* [Extracted records]
___
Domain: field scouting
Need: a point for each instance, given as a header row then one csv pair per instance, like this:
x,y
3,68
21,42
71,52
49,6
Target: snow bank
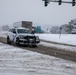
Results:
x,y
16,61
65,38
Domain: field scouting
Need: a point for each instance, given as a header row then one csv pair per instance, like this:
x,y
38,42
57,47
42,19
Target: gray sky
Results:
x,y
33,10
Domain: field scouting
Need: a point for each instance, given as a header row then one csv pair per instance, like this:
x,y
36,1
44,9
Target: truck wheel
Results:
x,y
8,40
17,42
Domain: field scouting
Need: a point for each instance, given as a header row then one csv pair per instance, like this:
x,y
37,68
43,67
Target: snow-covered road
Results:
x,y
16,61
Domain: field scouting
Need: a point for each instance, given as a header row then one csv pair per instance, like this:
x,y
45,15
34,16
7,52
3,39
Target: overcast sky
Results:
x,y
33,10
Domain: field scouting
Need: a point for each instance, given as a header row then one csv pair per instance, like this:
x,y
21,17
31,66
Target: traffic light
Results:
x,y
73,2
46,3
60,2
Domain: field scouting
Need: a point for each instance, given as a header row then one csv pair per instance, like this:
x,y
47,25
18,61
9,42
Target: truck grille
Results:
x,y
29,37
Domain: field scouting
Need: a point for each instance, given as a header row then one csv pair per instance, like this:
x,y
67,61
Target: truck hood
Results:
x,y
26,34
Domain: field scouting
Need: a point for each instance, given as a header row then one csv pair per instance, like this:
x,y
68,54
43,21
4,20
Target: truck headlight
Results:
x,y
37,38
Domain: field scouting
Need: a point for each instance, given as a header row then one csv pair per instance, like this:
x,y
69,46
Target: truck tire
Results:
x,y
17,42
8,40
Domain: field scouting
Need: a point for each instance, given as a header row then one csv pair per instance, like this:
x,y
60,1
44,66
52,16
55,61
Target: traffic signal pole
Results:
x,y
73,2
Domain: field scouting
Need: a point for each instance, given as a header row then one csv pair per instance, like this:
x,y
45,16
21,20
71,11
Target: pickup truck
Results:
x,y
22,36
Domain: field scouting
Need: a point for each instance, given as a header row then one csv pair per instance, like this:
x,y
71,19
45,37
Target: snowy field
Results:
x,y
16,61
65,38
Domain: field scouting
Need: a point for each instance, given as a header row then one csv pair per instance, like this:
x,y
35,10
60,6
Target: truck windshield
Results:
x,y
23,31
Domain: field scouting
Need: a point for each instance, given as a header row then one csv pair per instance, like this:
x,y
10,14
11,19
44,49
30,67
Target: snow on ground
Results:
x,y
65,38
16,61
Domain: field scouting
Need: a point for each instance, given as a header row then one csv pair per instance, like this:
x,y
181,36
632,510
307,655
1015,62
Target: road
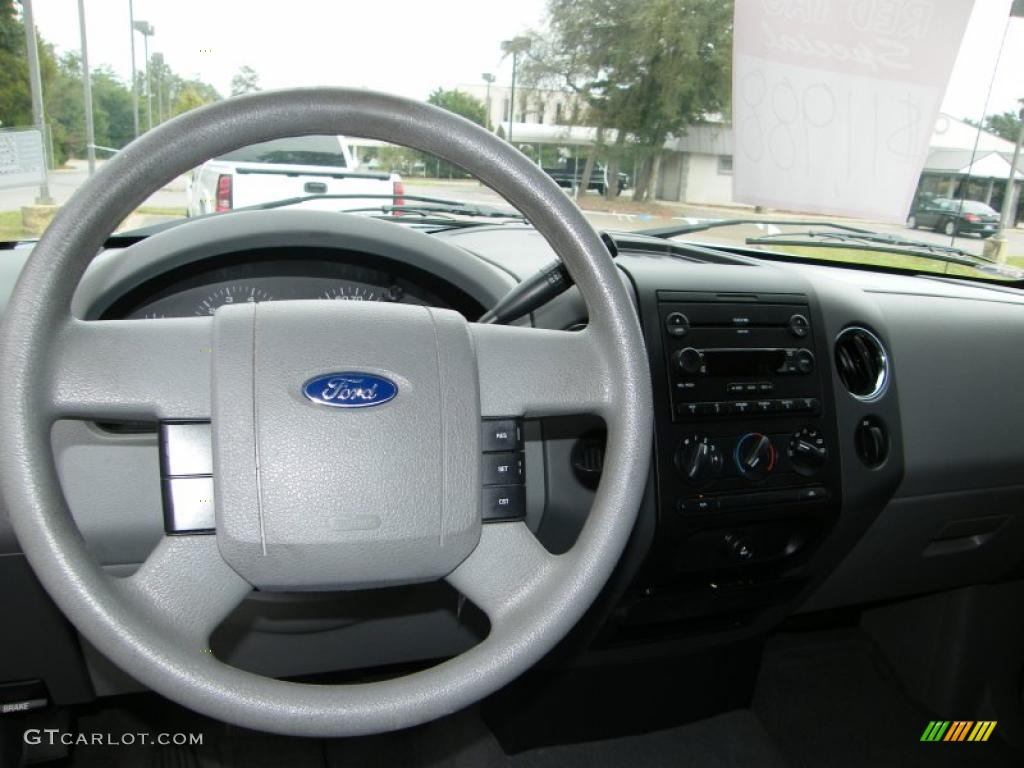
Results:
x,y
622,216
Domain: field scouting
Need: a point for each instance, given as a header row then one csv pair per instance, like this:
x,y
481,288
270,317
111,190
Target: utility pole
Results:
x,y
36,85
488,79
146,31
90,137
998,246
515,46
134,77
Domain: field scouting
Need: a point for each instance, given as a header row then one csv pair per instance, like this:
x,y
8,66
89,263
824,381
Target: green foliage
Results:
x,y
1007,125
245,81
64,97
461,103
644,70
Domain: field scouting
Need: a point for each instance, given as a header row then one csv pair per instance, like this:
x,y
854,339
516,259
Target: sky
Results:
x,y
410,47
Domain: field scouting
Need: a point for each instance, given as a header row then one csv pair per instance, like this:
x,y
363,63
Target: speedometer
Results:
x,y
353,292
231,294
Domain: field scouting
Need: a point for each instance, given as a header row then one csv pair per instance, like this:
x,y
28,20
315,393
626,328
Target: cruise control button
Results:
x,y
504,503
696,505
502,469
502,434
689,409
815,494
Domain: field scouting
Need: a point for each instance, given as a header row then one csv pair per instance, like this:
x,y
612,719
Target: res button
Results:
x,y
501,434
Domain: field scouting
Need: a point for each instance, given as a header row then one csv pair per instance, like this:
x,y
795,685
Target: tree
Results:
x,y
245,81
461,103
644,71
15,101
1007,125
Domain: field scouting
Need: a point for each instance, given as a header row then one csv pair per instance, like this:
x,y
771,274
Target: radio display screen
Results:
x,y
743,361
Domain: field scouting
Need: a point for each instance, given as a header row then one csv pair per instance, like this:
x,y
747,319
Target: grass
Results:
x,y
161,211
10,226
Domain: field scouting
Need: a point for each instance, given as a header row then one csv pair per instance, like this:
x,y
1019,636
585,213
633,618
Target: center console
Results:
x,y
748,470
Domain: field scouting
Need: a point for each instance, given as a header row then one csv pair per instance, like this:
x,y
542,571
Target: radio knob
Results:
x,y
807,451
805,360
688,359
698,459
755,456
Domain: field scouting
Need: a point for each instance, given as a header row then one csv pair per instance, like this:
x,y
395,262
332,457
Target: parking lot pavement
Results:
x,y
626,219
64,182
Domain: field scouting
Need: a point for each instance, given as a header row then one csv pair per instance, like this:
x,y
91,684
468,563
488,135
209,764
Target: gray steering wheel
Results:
___
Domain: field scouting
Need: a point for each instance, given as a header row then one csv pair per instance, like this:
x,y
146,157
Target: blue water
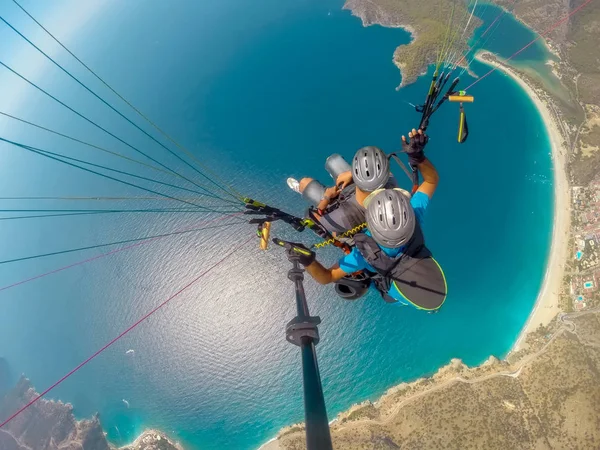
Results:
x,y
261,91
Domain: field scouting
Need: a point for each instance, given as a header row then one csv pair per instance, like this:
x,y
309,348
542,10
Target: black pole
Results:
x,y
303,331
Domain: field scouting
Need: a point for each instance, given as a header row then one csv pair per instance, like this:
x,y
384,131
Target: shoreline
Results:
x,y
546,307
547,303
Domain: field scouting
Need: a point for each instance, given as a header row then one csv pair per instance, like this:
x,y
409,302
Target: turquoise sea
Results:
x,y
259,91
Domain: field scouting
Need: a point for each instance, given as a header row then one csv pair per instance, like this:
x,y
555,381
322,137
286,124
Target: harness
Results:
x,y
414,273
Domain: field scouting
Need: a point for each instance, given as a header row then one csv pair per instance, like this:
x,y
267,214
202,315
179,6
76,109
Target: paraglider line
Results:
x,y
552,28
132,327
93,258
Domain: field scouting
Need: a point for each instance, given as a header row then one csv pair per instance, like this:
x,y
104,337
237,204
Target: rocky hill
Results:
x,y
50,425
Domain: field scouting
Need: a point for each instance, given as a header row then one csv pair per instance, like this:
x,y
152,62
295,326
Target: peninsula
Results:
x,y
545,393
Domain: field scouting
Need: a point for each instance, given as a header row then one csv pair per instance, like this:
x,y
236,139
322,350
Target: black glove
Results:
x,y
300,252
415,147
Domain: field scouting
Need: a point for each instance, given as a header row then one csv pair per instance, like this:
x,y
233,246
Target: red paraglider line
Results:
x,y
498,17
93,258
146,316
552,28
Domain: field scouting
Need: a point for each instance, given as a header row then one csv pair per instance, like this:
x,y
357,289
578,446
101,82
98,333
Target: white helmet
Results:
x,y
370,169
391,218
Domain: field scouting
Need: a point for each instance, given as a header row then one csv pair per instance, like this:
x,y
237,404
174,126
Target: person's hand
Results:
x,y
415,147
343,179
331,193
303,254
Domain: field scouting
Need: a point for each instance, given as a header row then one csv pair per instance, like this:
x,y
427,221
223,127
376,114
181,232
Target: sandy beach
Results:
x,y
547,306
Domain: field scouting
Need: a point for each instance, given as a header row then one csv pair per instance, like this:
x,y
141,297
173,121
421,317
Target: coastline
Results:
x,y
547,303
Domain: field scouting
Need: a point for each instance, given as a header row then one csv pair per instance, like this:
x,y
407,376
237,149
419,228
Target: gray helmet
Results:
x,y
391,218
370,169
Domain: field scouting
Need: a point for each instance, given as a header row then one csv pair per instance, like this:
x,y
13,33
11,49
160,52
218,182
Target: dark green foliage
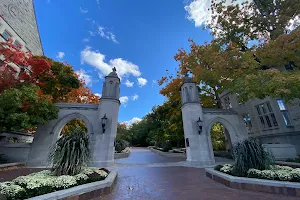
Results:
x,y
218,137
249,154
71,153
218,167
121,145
___
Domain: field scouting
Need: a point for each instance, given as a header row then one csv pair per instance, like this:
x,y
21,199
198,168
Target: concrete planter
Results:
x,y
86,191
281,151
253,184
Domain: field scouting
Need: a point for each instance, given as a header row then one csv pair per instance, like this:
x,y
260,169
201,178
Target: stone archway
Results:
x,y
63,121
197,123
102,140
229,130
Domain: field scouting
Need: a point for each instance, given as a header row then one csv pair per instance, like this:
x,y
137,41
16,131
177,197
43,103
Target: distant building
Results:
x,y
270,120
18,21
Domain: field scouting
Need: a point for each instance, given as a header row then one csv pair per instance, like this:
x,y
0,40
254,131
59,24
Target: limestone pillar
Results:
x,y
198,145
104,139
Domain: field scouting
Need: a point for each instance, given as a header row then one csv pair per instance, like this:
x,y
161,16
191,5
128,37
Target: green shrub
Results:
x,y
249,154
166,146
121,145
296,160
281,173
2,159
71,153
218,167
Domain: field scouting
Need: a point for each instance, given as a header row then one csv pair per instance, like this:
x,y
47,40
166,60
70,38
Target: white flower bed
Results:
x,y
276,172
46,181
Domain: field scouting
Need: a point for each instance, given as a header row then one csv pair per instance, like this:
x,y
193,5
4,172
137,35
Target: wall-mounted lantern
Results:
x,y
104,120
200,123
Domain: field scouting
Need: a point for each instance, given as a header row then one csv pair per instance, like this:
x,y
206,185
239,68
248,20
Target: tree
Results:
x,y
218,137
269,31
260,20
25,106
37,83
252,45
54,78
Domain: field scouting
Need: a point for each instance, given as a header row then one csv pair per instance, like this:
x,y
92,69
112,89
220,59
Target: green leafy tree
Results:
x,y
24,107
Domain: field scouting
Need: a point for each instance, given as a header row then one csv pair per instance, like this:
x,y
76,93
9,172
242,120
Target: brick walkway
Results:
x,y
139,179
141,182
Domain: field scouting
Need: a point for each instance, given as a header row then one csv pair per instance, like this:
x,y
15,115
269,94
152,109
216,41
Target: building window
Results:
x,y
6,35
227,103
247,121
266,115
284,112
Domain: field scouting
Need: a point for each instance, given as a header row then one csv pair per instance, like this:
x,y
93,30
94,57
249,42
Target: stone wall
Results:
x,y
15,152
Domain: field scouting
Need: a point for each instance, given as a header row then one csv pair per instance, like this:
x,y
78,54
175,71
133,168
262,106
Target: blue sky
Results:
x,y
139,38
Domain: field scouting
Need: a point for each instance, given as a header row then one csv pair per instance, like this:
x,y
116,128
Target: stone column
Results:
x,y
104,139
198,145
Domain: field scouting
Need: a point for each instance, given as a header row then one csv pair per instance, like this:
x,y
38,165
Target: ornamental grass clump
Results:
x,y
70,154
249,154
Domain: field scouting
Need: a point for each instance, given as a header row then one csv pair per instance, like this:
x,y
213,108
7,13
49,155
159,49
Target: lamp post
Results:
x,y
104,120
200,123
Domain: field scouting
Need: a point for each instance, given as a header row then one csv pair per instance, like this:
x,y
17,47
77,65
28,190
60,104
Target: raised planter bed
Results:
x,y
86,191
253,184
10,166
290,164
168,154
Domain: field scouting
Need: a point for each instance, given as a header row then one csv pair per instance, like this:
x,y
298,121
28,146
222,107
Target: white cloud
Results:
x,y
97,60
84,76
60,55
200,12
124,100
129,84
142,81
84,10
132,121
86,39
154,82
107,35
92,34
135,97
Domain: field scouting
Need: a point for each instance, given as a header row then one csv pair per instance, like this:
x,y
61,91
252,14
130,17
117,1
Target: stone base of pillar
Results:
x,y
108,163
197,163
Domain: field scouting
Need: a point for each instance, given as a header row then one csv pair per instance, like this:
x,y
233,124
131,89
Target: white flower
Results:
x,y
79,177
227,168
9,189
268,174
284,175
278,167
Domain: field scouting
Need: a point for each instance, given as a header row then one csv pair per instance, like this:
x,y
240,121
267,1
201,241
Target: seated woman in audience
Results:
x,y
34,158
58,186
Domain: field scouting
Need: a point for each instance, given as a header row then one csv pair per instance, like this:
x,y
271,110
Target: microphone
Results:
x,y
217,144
___
* [GIVEN TASK] Display every line of the records above that contains the word "white". Matching is case-sensitive.

* [CORRECT RESULT]
Target: white helmet
Target: white flower bed
Target: white cloud
Target: white flower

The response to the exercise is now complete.